LATIHAN:
Teruskan teks tentang tugas pendidikan Islam di bawah ini, mulai setelah kalimat terakhirnya.

TEKS DOKUMEN:

5) Melalui pertumbuhan dan pengembangan potensi fitrahnya, tugas pokok pendidikan Islam adalah menumbuhkan, mengembangkan, memelihara, dan menjaga potensi manusia, sehingga tercipta dan terbentuklah kualitas generasi Islam yang cerdas, kreatif dan produktif.
6) Menciptakan keseimbangan dan kesempurnaan hidup, dengan kata lain ‘insan kamil’ yaitu manusia yang mampu mengoptimalkan potensinya dan mampu menyeimbangkan kebutuhan jasmani dan rohani, dunia dan akherat. Proses pendidikan yang telah dijalani menjadikan peserta didik bahagia dan sejahtera, berpredikat khalifah fil ardhi.

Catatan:
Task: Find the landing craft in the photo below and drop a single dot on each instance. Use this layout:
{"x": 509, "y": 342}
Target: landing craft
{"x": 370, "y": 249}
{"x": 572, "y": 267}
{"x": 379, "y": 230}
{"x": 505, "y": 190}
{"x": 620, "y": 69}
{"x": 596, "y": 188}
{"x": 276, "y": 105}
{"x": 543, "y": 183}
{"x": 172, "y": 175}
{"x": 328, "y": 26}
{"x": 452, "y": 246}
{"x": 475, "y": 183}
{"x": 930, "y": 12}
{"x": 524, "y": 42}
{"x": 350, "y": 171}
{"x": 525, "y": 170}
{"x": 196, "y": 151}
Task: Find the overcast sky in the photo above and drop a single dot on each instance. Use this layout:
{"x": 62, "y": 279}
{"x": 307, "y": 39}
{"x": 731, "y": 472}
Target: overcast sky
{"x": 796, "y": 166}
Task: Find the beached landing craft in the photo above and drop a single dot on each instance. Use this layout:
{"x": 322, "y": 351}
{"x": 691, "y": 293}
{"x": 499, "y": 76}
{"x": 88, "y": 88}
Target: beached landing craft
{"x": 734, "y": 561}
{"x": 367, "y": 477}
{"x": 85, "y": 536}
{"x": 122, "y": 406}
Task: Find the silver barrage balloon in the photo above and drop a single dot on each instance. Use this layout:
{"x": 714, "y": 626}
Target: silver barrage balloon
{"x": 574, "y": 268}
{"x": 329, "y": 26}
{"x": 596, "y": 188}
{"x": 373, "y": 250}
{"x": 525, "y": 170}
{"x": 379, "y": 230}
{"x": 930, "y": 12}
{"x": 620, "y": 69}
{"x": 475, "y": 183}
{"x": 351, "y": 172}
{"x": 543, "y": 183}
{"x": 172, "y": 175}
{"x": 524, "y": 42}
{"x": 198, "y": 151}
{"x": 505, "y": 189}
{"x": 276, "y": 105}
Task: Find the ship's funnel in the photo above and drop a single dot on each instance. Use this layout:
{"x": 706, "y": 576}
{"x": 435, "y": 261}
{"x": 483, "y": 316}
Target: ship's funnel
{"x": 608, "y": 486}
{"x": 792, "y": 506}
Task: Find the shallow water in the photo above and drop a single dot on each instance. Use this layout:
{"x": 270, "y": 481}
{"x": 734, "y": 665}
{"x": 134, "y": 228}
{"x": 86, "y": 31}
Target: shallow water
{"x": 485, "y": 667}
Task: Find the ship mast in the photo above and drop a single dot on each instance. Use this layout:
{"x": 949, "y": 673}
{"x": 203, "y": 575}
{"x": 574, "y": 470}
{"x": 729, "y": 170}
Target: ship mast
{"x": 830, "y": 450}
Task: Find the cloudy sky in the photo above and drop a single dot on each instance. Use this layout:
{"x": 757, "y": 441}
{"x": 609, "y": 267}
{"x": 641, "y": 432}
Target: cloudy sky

---

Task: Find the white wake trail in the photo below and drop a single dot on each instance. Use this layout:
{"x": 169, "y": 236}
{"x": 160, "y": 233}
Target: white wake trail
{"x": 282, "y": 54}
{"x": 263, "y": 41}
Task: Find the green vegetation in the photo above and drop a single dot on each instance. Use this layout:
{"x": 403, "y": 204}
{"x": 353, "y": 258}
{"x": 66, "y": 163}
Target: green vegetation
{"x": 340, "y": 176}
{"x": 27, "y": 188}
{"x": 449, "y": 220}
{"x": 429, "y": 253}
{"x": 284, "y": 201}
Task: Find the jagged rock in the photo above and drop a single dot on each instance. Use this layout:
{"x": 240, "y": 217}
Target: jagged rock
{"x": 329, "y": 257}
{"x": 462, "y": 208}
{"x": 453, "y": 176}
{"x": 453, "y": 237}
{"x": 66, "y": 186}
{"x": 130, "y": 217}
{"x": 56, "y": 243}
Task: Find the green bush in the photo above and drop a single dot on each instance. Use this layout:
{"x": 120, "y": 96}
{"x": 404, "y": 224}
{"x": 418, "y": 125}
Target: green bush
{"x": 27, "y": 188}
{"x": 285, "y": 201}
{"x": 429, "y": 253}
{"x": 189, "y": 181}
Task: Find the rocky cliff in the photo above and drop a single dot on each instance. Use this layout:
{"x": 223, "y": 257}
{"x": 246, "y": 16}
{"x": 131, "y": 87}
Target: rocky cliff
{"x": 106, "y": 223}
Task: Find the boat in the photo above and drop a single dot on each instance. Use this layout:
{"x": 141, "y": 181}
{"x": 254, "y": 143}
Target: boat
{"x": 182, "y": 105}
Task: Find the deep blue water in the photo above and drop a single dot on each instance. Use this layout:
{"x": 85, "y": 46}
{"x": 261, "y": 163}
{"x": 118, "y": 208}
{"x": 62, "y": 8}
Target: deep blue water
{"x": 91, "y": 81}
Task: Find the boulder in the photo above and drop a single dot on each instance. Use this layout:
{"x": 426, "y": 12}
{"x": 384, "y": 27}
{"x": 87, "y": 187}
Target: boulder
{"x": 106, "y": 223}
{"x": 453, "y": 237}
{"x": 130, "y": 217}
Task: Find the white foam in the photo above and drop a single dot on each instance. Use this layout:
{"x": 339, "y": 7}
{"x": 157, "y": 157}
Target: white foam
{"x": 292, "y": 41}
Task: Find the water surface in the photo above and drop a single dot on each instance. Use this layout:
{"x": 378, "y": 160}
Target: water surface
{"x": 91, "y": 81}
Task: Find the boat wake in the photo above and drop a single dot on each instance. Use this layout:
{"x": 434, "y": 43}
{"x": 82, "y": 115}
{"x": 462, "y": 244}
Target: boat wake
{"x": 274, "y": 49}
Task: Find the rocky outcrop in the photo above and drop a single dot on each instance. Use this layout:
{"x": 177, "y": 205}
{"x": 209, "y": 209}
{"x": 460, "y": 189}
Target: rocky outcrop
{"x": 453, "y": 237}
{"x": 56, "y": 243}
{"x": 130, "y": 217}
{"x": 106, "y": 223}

* * *

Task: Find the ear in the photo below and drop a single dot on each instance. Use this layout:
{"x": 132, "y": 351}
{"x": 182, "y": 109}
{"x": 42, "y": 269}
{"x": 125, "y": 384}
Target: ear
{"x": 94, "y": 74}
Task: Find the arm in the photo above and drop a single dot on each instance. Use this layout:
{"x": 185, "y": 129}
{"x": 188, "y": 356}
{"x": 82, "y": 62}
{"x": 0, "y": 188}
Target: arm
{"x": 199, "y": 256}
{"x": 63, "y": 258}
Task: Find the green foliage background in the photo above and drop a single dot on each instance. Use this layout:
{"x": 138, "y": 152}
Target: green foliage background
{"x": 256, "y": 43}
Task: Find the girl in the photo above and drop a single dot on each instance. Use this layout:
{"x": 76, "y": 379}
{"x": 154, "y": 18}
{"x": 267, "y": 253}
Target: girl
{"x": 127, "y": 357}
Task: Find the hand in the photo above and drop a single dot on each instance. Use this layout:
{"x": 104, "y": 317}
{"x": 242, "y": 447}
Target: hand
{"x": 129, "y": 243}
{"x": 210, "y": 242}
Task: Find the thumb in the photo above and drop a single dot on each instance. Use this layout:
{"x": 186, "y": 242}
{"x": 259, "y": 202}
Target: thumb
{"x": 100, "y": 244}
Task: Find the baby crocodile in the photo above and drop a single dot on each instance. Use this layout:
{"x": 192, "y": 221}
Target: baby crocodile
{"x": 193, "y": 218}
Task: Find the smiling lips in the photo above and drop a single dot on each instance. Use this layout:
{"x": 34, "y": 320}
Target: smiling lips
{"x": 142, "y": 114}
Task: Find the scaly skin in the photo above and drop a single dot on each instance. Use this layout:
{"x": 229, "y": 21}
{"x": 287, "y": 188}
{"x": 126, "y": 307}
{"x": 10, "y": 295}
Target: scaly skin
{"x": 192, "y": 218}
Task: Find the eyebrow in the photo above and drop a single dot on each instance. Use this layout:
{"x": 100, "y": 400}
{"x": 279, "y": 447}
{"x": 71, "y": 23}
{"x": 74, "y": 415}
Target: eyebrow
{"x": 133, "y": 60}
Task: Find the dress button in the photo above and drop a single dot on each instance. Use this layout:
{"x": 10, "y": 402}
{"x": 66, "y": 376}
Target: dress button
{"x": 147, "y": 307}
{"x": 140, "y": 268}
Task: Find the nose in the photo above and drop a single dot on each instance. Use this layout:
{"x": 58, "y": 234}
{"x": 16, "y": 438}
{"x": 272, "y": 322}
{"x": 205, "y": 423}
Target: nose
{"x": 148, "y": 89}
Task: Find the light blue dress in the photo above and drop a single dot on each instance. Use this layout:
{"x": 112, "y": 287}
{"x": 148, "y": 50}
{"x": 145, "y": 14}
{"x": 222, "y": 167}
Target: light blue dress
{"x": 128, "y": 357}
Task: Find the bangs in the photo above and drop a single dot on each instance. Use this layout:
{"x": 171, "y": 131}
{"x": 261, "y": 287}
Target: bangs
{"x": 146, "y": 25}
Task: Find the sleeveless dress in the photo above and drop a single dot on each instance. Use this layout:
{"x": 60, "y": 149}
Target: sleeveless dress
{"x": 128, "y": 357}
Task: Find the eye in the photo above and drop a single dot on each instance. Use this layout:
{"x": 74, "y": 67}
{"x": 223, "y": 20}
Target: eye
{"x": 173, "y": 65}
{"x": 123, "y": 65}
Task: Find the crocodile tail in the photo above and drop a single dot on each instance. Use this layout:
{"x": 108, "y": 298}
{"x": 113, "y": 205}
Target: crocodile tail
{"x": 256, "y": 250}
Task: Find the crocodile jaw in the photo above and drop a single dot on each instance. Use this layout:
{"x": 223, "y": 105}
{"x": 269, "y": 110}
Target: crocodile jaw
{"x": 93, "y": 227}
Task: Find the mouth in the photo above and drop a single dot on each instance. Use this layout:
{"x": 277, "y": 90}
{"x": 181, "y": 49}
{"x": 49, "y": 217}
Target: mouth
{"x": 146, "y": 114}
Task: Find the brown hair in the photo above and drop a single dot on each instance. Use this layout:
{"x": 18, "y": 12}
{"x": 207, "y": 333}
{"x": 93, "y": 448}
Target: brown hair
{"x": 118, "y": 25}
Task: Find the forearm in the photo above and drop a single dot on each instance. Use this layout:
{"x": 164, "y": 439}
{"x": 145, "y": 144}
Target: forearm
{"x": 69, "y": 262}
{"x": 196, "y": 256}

JAWABAN LATIHAN:
Kata ‘prinsip’ adalah akar kata dari principia yang diartikan sebagai permualaan, yang dengan suatu cara tertentu melahirkan hal-hal lain, yang keberadaannya tergantung dari pemula itu’ . jadi kalau berbicara mengenai prinsip pendidikan Islam, maka pelaksanaan pendidikan ini telah digariskan oleh prinsip atau konsep dalam ajaran Islam. Prinsip-prinsip tersebut adalah;
a.Pendidikan Islam
sebagai suatu proses pengembangan diri; Manusia adalah makhluk paedagogik, yaitu makhluk Allah yang dapat dididik dan dapat mendidik. Potensi itu ada dengan adanya pemberian Allah berupa akal-pikiran, perasaan, nurani, yang akan dijalani manusia baik sebgai makhluk individu maupun sebagai makhluk yang bermasarakat. Potensi yang besar tidak akan bisa kita manfaatkan jika kita tidak berusaha untuk mengaktifkan, mengembangkan dan melatihnya. Hal itu membutuhkan sebuah proses yang akan memakan waktu, tenaga bahkan biaya, tetapi mengingat potensi yang luar biasa yang kita akan raih hal itu tidak ada artinya apa-apa. Jadi pendidikan adalah proses untuk mengembangakan potensi diri.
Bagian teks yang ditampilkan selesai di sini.